- _TO DO_:
Rewrite the data with "green maple leaf" replaced by "red maple leaf" and everything else left unchanged. Leave the pictures out of your version.

Begin RECORDS FOR THIS TASK

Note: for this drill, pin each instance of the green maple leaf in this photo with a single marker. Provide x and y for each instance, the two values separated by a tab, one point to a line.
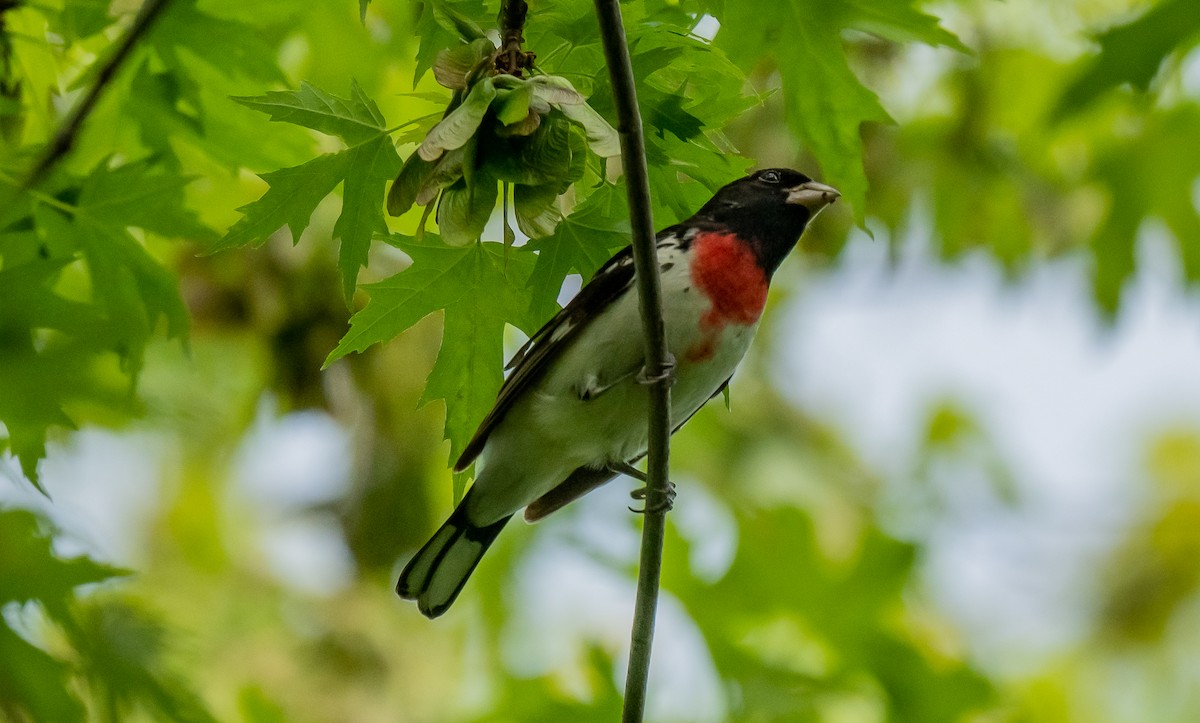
826	102
581	243
480	288
233	48
364	169
131	296
1133	53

End RECORDS FOR THIS TASK

- _SOLUTION TO THIS PROBLEM_:
Note: for this drill, pin each instance of the red maple leaf in this photo with a single marker. Provide x and y for each instance, the two values separated by a tab, one point to a line.
826	102
581	243
480	288
233	48
364	169
131	296
1133	53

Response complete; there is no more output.